- **Photo-based referring expression data**
+++

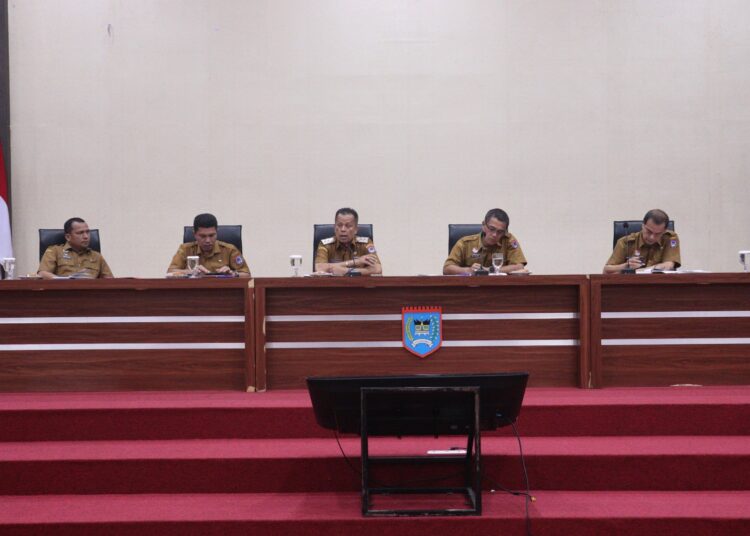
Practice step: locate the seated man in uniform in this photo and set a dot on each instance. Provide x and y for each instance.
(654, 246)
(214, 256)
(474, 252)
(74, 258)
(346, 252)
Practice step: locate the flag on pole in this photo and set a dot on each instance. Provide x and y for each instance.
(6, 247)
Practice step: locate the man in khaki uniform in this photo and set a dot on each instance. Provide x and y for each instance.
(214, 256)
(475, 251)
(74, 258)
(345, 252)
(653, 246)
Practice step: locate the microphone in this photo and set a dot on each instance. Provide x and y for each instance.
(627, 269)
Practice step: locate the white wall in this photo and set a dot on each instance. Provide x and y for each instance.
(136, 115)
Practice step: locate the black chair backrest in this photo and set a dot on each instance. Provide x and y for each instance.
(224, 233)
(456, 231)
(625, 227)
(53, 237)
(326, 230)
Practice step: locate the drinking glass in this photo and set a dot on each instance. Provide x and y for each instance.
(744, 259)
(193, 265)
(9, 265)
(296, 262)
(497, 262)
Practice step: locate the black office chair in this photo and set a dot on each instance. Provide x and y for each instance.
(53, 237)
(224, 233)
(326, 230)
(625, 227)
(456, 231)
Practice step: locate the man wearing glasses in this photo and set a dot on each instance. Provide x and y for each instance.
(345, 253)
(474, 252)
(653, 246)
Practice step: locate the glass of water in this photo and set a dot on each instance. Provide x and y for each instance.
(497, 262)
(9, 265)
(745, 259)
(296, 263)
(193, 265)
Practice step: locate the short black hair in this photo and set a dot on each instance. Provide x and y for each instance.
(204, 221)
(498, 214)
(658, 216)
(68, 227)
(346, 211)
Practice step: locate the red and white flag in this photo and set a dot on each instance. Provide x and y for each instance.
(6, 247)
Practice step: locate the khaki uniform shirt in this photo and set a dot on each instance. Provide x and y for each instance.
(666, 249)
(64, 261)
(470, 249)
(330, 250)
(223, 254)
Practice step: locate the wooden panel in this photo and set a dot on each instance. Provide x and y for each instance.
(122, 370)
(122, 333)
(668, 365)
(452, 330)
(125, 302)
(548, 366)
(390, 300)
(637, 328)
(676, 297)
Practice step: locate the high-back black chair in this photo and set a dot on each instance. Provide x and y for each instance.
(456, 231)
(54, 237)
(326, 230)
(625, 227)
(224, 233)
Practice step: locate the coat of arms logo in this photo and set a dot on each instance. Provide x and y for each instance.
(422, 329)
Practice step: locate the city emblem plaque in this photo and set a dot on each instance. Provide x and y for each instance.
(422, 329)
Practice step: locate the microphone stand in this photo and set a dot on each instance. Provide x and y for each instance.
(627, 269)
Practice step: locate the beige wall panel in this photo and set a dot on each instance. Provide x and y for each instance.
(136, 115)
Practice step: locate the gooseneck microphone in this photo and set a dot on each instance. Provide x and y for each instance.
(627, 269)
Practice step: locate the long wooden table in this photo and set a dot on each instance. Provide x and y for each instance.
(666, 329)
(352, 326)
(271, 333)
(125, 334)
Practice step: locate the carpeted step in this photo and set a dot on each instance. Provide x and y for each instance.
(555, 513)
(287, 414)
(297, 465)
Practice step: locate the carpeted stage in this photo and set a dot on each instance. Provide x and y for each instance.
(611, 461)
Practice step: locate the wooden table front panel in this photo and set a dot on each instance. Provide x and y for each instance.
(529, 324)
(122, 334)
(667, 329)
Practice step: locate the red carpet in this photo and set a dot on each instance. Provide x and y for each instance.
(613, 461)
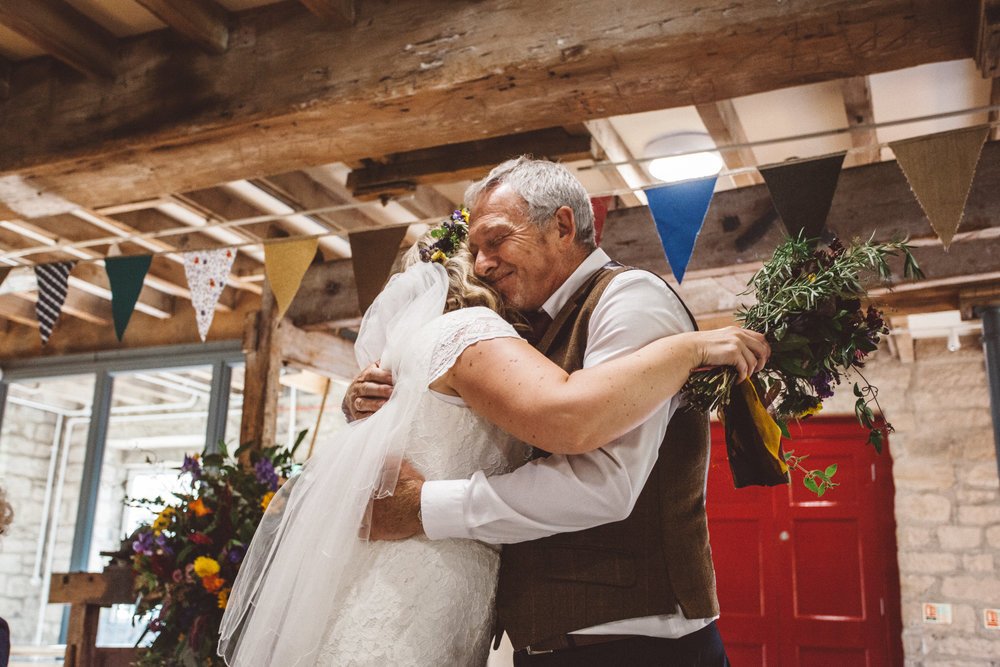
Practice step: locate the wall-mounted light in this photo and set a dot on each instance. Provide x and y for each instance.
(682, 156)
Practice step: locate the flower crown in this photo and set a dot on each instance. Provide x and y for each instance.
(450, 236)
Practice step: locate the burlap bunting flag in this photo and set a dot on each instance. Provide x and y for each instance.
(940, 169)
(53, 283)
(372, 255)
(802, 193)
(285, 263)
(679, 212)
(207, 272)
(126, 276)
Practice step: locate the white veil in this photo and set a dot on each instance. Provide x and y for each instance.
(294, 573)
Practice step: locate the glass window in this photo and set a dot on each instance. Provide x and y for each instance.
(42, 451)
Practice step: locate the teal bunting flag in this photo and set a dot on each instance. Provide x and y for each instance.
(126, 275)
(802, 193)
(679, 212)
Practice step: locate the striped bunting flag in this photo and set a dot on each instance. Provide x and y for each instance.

+++

- **Work task**
Your copy should match every entry above exactly and contain no pictures.

- **Worked solution**
Practice step: locate the seated man in uniform in this photo and set a dot on each instance. Provide x and y for each instance.
(654, 246)
(214, 256)
(474, 252)
(74, 258)
(346, 252)
Practice step: locate the flag on pole in this photo and set a dot on each instance. Provide x and y for each instance.
(6, 247)
Practice step: locate the man in khaki uniform in this photo and set a dot on each instance. Provide x and y for each instance.
(214, 256)
(475, 251)
(74, 258)
(345, 252)
(653, 246)
Practice step: locate the microphone in this photo and set a dot on each instance. Provide x and y for each instance.
(627, 269)
Practice step: locate the white wall in this photo and set a dot on each instance. Provide x and y for each instance.
(136, 115)
Practice step: locate the black chair backrest in this photo and set a dot on each instance. Provide x and y for each instance.
(224, 233)
(456, 231)
(625, 227)
(53, 237)
(326, 230)
Practice step: locate the drinking glass in this photo and set a dot on each instance. Provide x and y for each instance.
(744, 259)
(193, 265)
(9, 265)
(296, 262)
(497, 262)
Practice step: locate the black office chair in this photo and set a dot on each instance. Provide x and y for each instance.
(53, 237)
(224, 233)
(326, 230)
(625, 227)
(456, 231)
Practice step: locate the man wearing glasses in this photo and set a dot on each instance. Provide x and y for each instance.
(345, 253)
(474, 252)
(653, 246)
Practice step: locate the glass of water in this photo and set a dot on each instance. Provide x and y for each instance.
(497, 262)
(9, 265)
(745, 259)
(296, 263)
(193, 265)
Practice step: locate the short black hair in this photo and set a dot on each instance. Provide x and y for each instance.
(204, 221)
(498, 214)
(658, 216)
(68, 227)
(346, 211)
Practice step: locate the red and white flag in this photo and set a dot on each instance. Provide x and y for each instance.
(6, 247)
Practice step: locate the khaki uniform shirt in this photo and set a dot on each instance. Provide x and y for each instance.
(666, 249)
(64, 261)
(470, 249)
(330, 250)
(223, 254)
Practice step: locate the wooden panel in this photo and set a dot on each instance. Provide x and y for each instance.
(122, 370)
(122, 333)
(668, 365)
(452, 330)
(125, 302)
(548, 366)
(390, 300)
(637, 328)
(676, 297)
Practice step: locate the high-back black chair in this photo and set a dot on each instance. Provide x and y for each instance.
(456, 231)
(54, 237)
(326, 230)
(625, 227)
(224, 233)
Practice step: locate the coat of arms logo in this photo and set a dot on each instance. Provide x and y for each instance.
(422, 329)
Practice step: locate the city emblem plaque in this photo and set a dot on each instance. Provide x and y for each instance.
(422, 329)
Practice step: locate the microphone stand in this photo and set a dot on each instance. Provide x and y for each instance.
(627, 269)
Practice step: locate the beige wall panel in this photo and set a dot on each instance. Provide x and y for each instance.
(136, 115)
Practice step: locate the gooseneck microphone in this photo and set a dot on each instance. Provide x and y for each instance.
(627, 269)
Practice step: locate the long wooden table in this photo and set a dot on each instance. Provide x and y for each instance.
(666, 329)
(352, 326)
(271, 333)
(125, 334)
Practice step: locate the carpeted step in this photo and set a dot on each instance. Provide x and y for each instance.
(555, 513)
(287, 414)
(297, 465)
Practice step: locate the carpeted stage in this photo and set a dot on each instance. Provide x and y for each instance.
(611, 461)
Practice step: locate the wooden table front panel in this photo and set a dot on each instance. Provide x and y for each instance.
(529, 324)
(122, 334)
(667, 329)
Practice step: locate the red carpet in this photo and set a dot on each instance. Provide x and y for each instance.
(613, 461)
Practice step: locate the wall-mounted light in this photo and set a dot on each instance. Provide x and y for each instance.
(682, 156)
Practice step: locate the flower crown in this photo and set a dot on each instance. Provide x and y for each instance.
(450, 236)
Practice step: locate the burlap bunting flag in this photo and set a dot on each instance. Provide x and y for each instance.
(940, 169)
(53, 283)
(372, 255)
(802, 193)
(285, 263)
(679, 212)
(207, 272)
(126, 276)
Practice step: locate the white veil in this photo and set a dot on each instance. Provide x and y for each instance.
(294, 573)
Practice step: locate the glass window in this photo and set a dot on each instance. Provide x and y for each instance.
(42, 451)
Practice step: locate the teal bunting flag in this photo and set a dot on each instance. Provide x and y for each instance.
(126, 275)
(802, 193)
(679, 212)
Practice step: locate the striped bunting flag in this photo and set a dot on each instance. Provide x and y for each instance.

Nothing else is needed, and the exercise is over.